__EXTRAIT DU DOCUMENT__.
-=-=-

L’écart des corps
De la même manière que le bidonville induit du trouble et défait concrètement l’accès à la compréhension de cet espace de vie à défaut, ses occupants, « les roms », sont eux le produit d’un écart incompressible, qui représente lui aussi un obstacle concret à la compréhension de l’entier investissement de ces familles. L’intention de ce chapitre, en écho au précédent, est de revenir à la question de la production de cette mise à distance.
Une des questions que pose l’installation d’un bidonville dans un recoin de la ville est celle de ses occupants. On ne demande pas véritablement à savoir ce qu’ils font mais plutôt qui ils sont. Une telle installation semble questionner la qualité des occupants, leur spécificité, plutôt que leur intention et la nécessité par laquelle ils s’installent-là. Un bidonville est généralement vu comme une entité en soi, un objet extérieur, plutôt que sur le mode d’une relation. On ne voit pas d’abord que c’est parce que les repères manquent et que l’espace du bidonville est troublant qu’on délimite ainsi cet espace, qu’on le dote d’une définition à lui seul et de tout un paradigme qui lui rend son homogénéité. De la même manière, on parle des « roms » avec la même évidence que l’usage que l’on fait du terme de bidonville. On ne questionne pas ce qui mène ces personnes à s’installer dans un abri misérable, on ne questionne pas non plus notre rapport à ce qui nous trouble, on questionne ce qu’ils sont sur le double présupposé qu’ils sont étranges et étrangers.
L’intention de ce chapitre, en écho au précédent, est de revenir à la question de la production de cette mise à distance. De la même manière que le bidonville induit du trouble et défait la stabilité d’une relation (une définition est par exemple une relation stabilisée), ce qui produit un des lieux de la « stigmatisation urbaine », les roms sont eux le produit d’un écart incompressible. Cet écart est tantôt l’écart des langues qui fait appel à la nécessité de traduire, tantôt il est l’écart du « déclassement » (Eric Chauvier) qui rend plus épineuse encore la possibilité de la rencontre ou encore l’écart des corps dans le rapport à leur performance et leur vulnérabilité.

-=-=-

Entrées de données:
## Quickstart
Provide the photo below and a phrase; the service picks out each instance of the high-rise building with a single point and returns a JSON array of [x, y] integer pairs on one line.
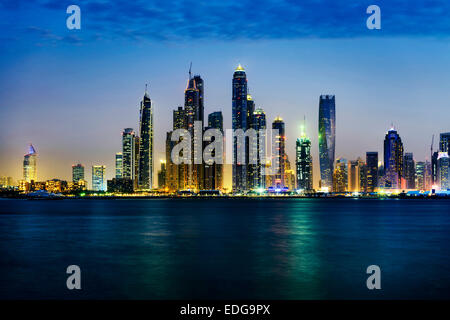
[[29, 165], [239, 121], [213, 172], [119, 165], [98, 178], [340, 179], [77, 173], [372, 171], [279, 153], [128, 154], [145, 180], [162, 175], [409, 171], [257, 179], [420, 175], [304, 163], [434, 176], [444, 142], [327, 138], [353, 176], [444, 170], [393, 159]]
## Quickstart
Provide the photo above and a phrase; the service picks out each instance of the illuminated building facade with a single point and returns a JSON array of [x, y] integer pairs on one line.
[[77, 173], [340, 179], [372, 171], [98, 178], [327, 139], [409, 171], [443, 171], [119, 165], [145, 173], [279, 153], [29, 165], [304, 163], [393, 159], [239, 121], [129, 154]]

-=-=-

__LISTE DES TÂCHES__.
**A.** Relevez les différentes formes d'écart énumérées dans le texte sur l'écart des corps.
**B.** Dans le texte sur l'écart des corps, sur quel double présupposé repose la question de ce que sont les « roms » ?
**C.** Poursuivez le texte sur l'écart des corps à partir de sa dernière phrase.

__RÉSULTATS DES TÂCHES__.
**A.**
- l'écart des langues, qui fait appel à la nécessité de traduire
- l'écart du « déclassement » (Eric Chauvier), qui rend plus épineuse encore la possibilité de la rencontre
- l'écart des corps dans le rapport à leur performance et leur vulnérabilité

**B.** Sur le présupposé qu'ils sont étranges et étrangers.

**C.**
Les traductions que je réalise entre le français et le roumain, entre mes collègues médecins et les occupants, sont un moyen utilisé pour réduire un écart, qui est un écart quasi physique pour « faire communiquer » lors des consultations qui sont aussi des prises de contact. La traduction est un moyen utilisé pour répondre à la question « qui sont-ils? » si souvent adressée aux « roms » qui sont installés dans les squats et bidonvilles. Enfin, la traduction est la possibilité de réduire cet écart, soit à l’aide d’équivalences théoriques, soit à l’aide d’une mécanique pratique: du côté des « spécialistes » des « roms » (dans le domaine des sciences sociales), il y a ceux qui défendent les spécificités et les singularités de cette population, et il y a ceux qui préfèrent reconstituer ses « modes d’existence » dans l’Histoire et le « trajet de la connaissance1 » (à l’instar de la sociologie de l’acteur-réseau); sur le terrain de l’intervention, il y a ceux qui favorisent l’hypothèse selon laquelle les roms, sans spécificité, s’installent par nécessité dans les bidonvilles, et il y a ceux qui voient dans ces installations une manière singulière qu’a cette « population » de se frayer un chemin au travers de la société, mais pas en son sein.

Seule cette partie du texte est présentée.